Arrange all the records below as a Markdown table with the columns Row and Line, putting each line in its own numbered row. Leave out blank lines.

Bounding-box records
--- begin ---

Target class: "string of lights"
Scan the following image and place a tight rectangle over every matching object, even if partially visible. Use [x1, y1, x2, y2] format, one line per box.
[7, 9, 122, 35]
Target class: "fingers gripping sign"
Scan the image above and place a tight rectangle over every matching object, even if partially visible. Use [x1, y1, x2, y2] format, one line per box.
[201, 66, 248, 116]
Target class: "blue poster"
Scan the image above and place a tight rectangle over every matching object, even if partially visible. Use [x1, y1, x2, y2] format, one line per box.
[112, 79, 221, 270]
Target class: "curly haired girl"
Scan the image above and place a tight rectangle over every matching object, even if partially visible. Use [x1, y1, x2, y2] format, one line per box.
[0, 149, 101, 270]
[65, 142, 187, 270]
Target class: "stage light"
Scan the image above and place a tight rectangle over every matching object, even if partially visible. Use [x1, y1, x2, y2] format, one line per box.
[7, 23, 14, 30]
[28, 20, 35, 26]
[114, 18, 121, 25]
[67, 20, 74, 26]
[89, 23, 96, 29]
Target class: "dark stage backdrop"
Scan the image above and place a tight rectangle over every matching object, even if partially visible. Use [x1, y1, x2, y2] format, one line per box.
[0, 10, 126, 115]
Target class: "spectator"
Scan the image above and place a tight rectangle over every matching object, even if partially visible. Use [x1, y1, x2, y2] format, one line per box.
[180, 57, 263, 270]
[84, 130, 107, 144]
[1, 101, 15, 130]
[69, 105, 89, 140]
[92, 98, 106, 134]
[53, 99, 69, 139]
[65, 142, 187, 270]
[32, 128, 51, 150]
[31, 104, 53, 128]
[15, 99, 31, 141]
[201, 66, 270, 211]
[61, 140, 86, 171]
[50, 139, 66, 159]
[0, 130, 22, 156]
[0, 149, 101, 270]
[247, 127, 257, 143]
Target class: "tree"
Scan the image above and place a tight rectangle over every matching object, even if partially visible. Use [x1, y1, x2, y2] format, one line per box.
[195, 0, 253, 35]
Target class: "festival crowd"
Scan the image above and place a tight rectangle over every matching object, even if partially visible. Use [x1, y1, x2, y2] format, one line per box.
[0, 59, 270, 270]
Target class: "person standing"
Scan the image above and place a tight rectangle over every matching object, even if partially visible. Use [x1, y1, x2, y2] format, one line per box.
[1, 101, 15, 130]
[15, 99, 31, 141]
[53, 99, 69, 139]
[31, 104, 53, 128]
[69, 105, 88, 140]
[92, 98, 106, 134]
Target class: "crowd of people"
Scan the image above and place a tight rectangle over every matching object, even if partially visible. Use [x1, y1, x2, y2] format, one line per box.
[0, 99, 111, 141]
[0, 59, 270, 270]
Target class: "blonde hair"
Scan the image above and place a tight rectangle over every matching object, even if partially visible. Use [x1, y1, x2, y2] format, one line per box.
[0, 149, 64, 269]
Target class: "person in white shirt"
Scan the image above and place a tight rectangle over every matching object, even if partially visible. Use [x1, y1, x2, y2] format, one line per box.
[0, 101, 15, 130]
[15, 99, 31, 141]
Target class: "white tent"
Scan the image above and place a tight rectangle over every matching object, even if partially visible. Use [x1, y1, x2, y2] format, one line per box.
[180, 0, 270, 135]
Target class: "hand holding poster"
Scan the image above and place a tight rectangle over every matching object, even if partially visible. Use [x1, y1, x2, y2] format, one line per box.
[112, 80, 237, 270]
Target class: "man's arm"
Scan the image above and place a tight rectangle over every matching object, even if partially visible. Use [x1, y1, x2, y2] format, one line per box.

--- end ---

_Answer to the task_
| Row | Line |
|---|---|
| 1 | Target class: "string of lights" |
| 2 | Scan the following image and place a tight rectangle over every matching object, even if partially visible. Use [x1, y1, x2, y2] format, one line per box. |
| 3 | [7, 9, 122, 35] |
| 4 | Target class: "fingers gripping sign" |
| 5 | Scan the image above and place a tight rectangle over every matching object, even if partially visible. Use [x1, y1, x2, y2] format, one line per box. |
| 6 | [201, 66, 248, 116] |
| 7 | Target class: "blue poster" |
| 8 | Scan the image above and place a tight rectangle over every matching object, even if partially visible. Use [x1, y1, x2, y2] format, one line per box. |
| 9 | [112, 79, 221, 270] |
| 10 | Target class: "curly haired girl" |
| 11 | Scan the image above and place a tight rectangle over every matching object, even if partially visible. Use [x1, y1, x2, y2] format, one line per box. |
| 12 | [0, 149, 101, 270] |
| 13 | [65, 142, 187, 270] |
| 14 | Target class: "stage light" |
| 15 | Scan the image above and place a tight rectangle over every matching object, even if partially visible. Use [x1, y1, x2, y2] format, one line per box. |
| 16 | [7, 23, 14, 30] |
| 17 | [28, 20, 35, 26] |
| 18 | [114, 18, 121, 25] |
| 19 | [67, 20, 74, 26] |
| 20 | [89, 23, 96, 29] |
| 21 | Target class: "dark stage backdrop" |
| 22 | Scan the image above and place a tight rectangle over every matching object, even if partially visible. Use [x1, y1, x2, y2] format, one line per box. |
| 23 | [0, 10, 126, 115] |
| 24 | Target class: "spectator" |
| 25 | Scan the image above and place a tight rectangle over every matching object, even if partially visible. Use [x1, y1, x2, y2] format, one line per box. |
| 26 | [180, 57, 263, 270] |
| 27 | [84, 130, 107, 144] |
| 28 | [1, 101, 15, 130] |
| 29 | [69, 105, 89, 140] |
| 30 | [92, 98, 106, 134] |
| 31 | [53, 99, 69, 139] |
| 32 | [65, 142, 187, 270] |
| 33 | [32, 128, 51, 150] |
| 34 | [31, 104, 53, 128] |
| 35 | [15, 99, 31, 141] |
| 36 | [201, 66, 270, 211] |
| 37 | [61, 140, 86, 171] |
| 38 | [50, 139, 66, 159] |
| 39 | [0, 130, 22, 156] |
| 40 | [0, 149, 101, 270] |
| 41 | [247, 127, 257, 143] |
| 42 | Target class: "tree" |
| 43 | Scan the image above and place a tight rectangle over every matching object, even if partially visible. Use [x1, y1, x2, y2] format, one line per box. |
| 44 | [195, 0, 253, 35] |
| 45 | Target class: "festival crowd" |
| 46 | Scan the image above and place a tight rectangle over every matching object, even if partially visible. Use [x1, y1, x2, y2] format, one line per box. |
| 47 | [0, 59, 270, 270] |
| 48 | Target class: "person standing" |
| 49 | Scan the image above and place a tight rectangle over every matching object, even if partially visible. Use [x1, y1, x2, y2] format, one line per box. |
| 50 | [1, 101, 15, 130] |
| 51 | [15, 99, 31, 141] |
| 52 | [53, 99, 69, 139] |
| 53 | [31, 104, 53, 128] |
| 54 | [69, 105, 88, 140] |
| 55 | [92, 98, 106, 134] |
| 56 | Target class: "crowd of people" |
| 57 | Scan the image above and place a tight rectangle over every matching object, even if partially visible. Use [x1, y1, x2, y2] format, one line per box. |
| 58 | [0, 99, 111, 141] |
| 59 | [0, 59, 270, 270] |
| 60 | Target class: "blonde hair" |
| 61 | Scan the image above and place a tight rectangle over every matching object, even if partially visible. Use [x1, y1, x2, y2] format, one line per box. |
| 62 | [0, 149, 64, 269] |
| 63 | Target class: "person in white shirt" |
| 64 | Scan the image above and place a tight rectangle over every matching object, even if partially visible. Use [x1, y1, x2, y2] format, one line per box. |
| 65 | [0, 101, 15, 130] |
| 66 | [15, 99, 31, 141] |
| 67 | Target class: "white tent" |
| 68 | Scan the image above and place a tight rectangle over every matching object, even if partially visible. Use [x1, y1, x2, y2] format, one line per box. |
| 69 | [180, 0, 270, 135] |
| 70 | Target class: "hand holding poster" |
| 71 | Scan the image above and place a tight rectangle over every matching object, even if partially visible. Use [x1, y1, x2, y2] format, one line per box. |
| 72 | [112, 80, 237, 270] |
| 73 | Target class: "man's arm" |
| 74 | Scan the image above and place a tight rectangle over every matching object, even if partially visible. Use [x1, y1, x2, y2] format, one line per box. |